((
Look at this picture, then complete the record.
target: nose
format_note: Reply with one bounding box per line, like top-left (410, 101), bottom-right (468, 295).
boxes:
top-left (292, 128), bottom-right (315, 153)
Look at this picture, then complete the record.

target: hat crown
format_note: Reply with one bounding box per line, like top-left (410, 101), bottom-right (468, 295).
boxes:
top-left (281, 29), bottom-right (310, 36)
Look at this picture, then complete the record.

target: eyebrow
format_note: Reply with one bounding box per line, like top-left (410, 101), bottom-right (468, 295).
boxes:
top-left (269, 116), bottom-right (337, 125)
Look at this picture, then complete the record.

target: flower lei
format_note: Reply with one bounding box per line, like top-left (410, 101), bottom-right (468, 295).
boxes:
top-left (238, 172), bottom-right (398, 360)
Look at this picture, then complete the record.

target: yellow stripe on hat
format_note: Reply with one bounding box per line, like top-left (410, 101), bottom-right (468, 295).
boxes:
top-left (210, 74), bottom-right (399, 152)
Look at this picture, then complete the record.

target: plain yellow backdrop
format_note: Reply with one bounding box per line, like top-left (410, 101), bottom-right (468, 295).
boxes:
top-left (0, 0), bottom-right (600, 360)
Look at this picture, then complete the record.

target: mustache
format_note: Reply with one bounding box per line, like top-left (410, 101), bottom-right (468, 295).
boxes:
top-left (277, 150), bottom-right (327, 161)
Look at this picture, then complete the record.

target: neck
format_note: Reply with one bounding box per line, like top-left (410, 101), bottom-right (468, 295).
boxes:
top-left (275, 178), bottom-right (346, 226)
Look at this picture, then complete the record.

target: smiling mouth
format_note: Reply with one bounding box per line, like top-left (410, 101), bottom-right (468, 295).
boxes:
))
→ What you should do
Reproduce the listing above in full, switching every "bounding box" to "rectangle" and leaving everything else unchanged.

→ Response below
Look at this picture, then complete the record.
target: nose
format_note: Reply with one rectangle per line, like top-left (410, 101), bottom-right (468, 295).
boxes:
top-left (292, 128), bottom-right (315, 153)
Look at this picture, then complete the record.

target: hat crown
format_note: Reply with one rectangle per line, like top-left (410, 101), bottom-right (468, 295).
boxes:
top-left (281, 29), bottom-right (310, 36)
Look at this picture, then complete the record.

target: eyebrow
format_note: Reply with one rectangle per line, like top-left (410, 101), bottom-right (468, 295).
boxes:
top-left (269, 116), bottom-right (337, 125)
Look at this picture, then complete the record.

target: flower lei
format_note: Reply with one rectangle per line, like top-left (410, 101), bottom-right (468, 295).
boxes:
top-left (238, 172), bottom-right (398, 360)
Look at this picture, then complete the record.

target: yellow stripe on hat
format_note: Reply with one rectangle per line, like top-left (410, 101), bottom-right (468, 295).
boxes:
top-left (210, 74), bottom-right (399, 152)
Look at this picture, then complete the record.

target: plain yellow backdrop
format_note: Reply with one rectangle per line, like top-left (410, 101), bottom-right (468, 295).
boxes:
top-left (0, 0), bottom-right (600, 360)
Look at this picture, then complete the record.

target: mustache
format_note: Reply with one rectangle per line, like top-left (410, 101), bottom-right (468, 295).
boxes:
top-left (277, 150), bottom-right (327, 161)
Look at this picture, then complete the record.

target: neck
format_note: Reply with one rectangle per line, like top-left (410, 101), bottom-right (468, 295).
boxes:
top-left (275, 178), bottom-right (346, 226)
Look at this picture, then complete the record.

target: smiling mouth
format_note: Reply with one rectangle per line, like top-left (410, 101), bottom-right (468, 295).
boxes:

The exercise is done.